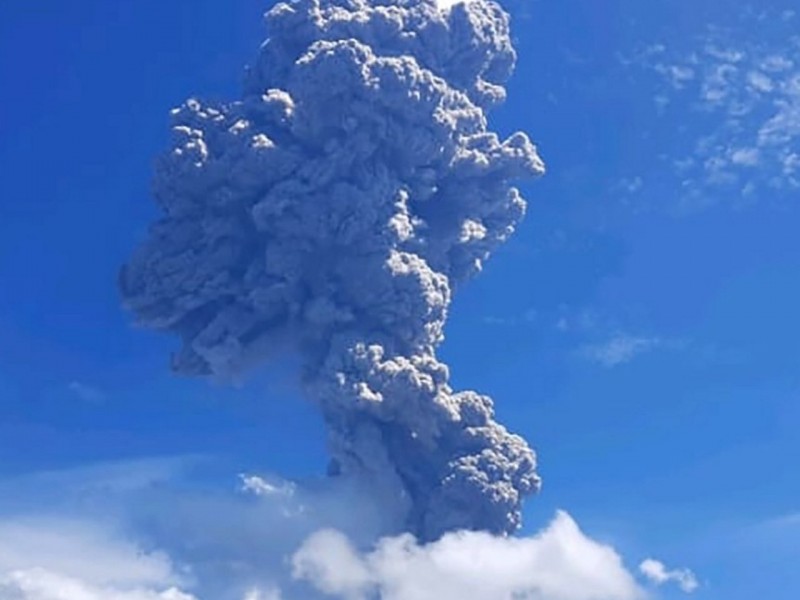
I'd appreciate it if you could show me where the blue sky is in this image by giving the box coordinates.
[0,1,797,599]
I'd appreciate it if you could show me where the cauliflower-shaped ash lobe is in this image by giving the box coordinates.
[120,0,544,541]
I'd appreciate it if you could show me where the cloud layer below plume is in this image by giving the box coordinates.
[0,518,195,600]
[0,462,658,600]
[293,511,644,600]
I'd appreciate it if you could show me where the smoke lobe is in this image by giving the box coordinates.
[121,0,544,541]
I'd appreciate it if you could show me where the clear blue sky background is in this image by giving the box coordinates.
[0,1,797,599]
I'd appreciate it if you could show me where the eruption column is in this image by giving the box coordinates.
[120,0,544,541]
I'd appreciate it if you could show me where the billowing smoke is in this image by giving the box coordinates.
[120,0,544,541]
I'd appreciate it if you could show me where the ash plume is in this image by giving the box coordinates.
[120,0,544,542]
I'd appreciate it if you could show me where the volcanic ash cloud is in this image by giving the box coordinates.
[120,0,544,541]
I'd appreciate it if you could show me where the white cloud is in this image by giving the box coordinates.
[0,461,677,600]
[0,519,196,600]
[293,511,645,600]
[292,531,373,599]
[760,54,794,73]
[580,335,661,368]
[0,460,397,599]
[655,64,696,90]
[242,588,283,600]
[0,569,195,600]
[729,147,760,167]
[746,70,774,94]
[639,558,699,593]
[240,474,297,499]
[0,520,182,589]
[622,13,800,208]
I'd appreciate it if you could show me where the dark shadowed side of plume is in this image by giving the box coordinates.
[120,0,544,542]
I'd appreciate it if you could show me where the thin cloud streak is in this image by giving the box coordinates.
[579,334,662,368]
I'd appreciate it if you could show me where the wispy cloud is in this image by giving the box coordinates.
[67,381,107,404]
[482,307,537,327]
[621,11,800,210]
[773,513,800,527]
[747,511,800,535]
[552,306,700,368]
[639,558,700,593]
[579,334,662,368]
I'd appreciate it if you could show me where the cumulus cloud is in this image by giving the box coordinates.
[0,506,645,600]
[0,459,398,598]
[0,462,661,600]
[293,511,645,600]
[0,461,384,600]
[639,558,699,593]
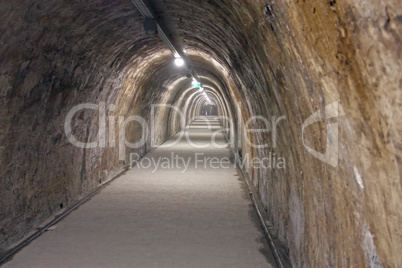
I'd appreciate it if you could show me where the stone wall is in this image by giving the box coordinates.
[0,0,400,267]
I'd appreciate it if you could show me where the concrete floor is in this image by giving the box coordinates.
[4,117,277,268]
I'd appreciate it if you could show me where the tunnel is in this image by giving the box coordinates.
[0,0,401,267]
[200,104,218,116]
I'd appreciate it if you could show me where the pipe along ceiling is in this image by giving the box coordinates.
[0,0,401,267]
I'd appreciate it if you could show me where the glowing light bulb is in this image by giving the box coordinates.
[174,58,184,67]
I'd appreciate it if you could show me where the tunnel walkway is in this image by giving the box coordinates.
[4,116,276,268]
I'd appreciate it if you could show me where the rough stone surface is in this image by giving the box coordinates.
[0,0,401,267]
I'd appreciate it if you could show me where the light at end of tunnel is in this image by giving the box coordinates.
[174,58,185,67]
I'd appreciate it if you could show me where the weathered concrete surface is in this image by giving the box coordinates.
[3,118,277,268]
[0,0,401,267]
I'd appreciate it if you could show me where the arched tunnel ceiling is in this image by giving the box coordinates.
[0,0,401,267]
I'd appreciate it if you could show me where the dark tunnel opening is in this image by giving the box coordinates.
[200,104,218,116]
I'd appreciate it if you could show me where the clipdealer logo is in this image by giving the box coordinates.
[64,101,341,167]
[302,101,340,167]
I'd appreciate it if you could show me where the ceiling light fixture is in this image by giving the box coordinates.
[192,80,201,88]
[174,58,185,67]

----

* [Instructions for the task]: With the pictures omitted, the records above are to be repeated exactly.

* [Solution for this exercise]:
I'd appreciate it if you could show me where the blue sky is in this image by giving the box coordinates.
[0,1,797,599]
I'd appreciate it if you could show me where the cauliflower-shaped ash lobe is in this image by giving the box coordinates.
[120,0,544,541]
I'd appreciate it if you could show me where the cloud layer below plume is in this image by giving the box coordinates.
[0,518,195,600]
[0,462,658,600]
[293,511,644,600]
I'd appreciate it if you could show me where the smoke lobe is in this image by giving the box coordinates.
[121,0,544,541]
I'd appreciate it if you could show me where the clear blue sky background is in this image by giving the box coordinates.
[0,1,797,599]
I'd appreciate it if you could show me where the eruption column is in this image by giving the box coordinates.
[120,0,544,541]
I'd appreciate it if you could show me where the billowing smoke is in this image by giving the box coordinates.
[120,0,544,541]
I'd appreciate it if you could show me where the ash plume is in this image by giving the box coordinates.
[120,0,544,542]
I'd appreciate it if you could show me where the volcanic ash cloud is in this image by giving the box coordinates.
[120,0,544,541]
I'd appreciate it if you could show me where the white cloud is in this image by giving the box coordinates.
[0,461,677,600]
[0,519,196,600]
[293,511,645,600]
[292,531,373,599]
[760,54,794,73]
[580,335,661,368]
[0,460,397,599]
[655,64,696,90]
[242,588,283,600]
[0,569,195,600]
[729,147,760,167]
[746,70,774,94]
[639,558,699,593]
[240,474,297,499]
[0,520,182,589]
[622,13,800,208]
I'd appreciate it if you could show me where the dark shadowed side of plume is in this image by giving the box coordinates.
[120,0,544,542]
I'd appreciate it if you could show me where the thin cloud streak is in this image by giving the box coordinates.
[579,334,662,368]
I'd appreciate it if you could show me where the wispy cloud is in this image by giving the box coordinates.
[67,381,107,404]
[482,307,537,327]
[621,11,800,210]
[773,513,800,527]
[747,511,800,535]
[552,306,700,368]
[639,558,700,593]
[579,334,662,368]
I'd appreciate it if you could show me where the cumulus cloud is in this image by giving the box coordinates.
[0,506,645,600]
[0,459,398,598]
[0,462,661,600]
[293,511,645,600]
[0,461,384,600]
[639,558,699,593]
I'd appreciate it if you could show me where the stone wall is in this image by giving the box coordinates.
[0,0,400,267]
I'd appreciate it if you could show me where the concrete floor is in this image by giving the box coordinates.
[4,117,277,268]
I'd appreciate it if you could show me where the tunnel is in this image by giving the box coordinates.
[0,0,401,267]
[200,104,218,116]
I'd appreciate it if you could show me where the pipe along ceiling is in this image by giving the box coordinates.
[0,0,401,267]
I'd appreciate it if you could show me where the glowing light bulb is in this image by giving the box coordinates.
[174,58,184,67]
I'd appreciate it if you could show me where the tunnel walkway is in this image by giving the box coordinates.
[4,116,276,268]
I'd appreciate it if you could show me where the rough stone surface is in this image by giving the box coordinates.
[0,0,401,267]
I'd appreciate it if you could show me where the light at end of tunnel is in this image by giving the box coordinates.
[174,58,185,67]
I'd appreciate it if you could show me where the weathered concrete surface is in this image by giving the box coordinates.
[3,118,277,268]
[0,0,401,267]
I'd appreciate it if you could show me where the arched tunnel ceiling is in this image by giving the box coordinates.
[0,0,401,267]
I'd appreciate it if you could show me where the dark tunnel opening is in this image by giving the box coordinates.
[200,104,218,116]
I'd appreciate it if you could show me where the clipdealer logo is in this image by giving the box coordinates.
[64,101,341,167]
[302,101,340,167]
I'd appreciate it if you could show me where the ceiling light fixture is in this image by giving the box coordinates.
[192,80,201,88]
[174,58,185,67]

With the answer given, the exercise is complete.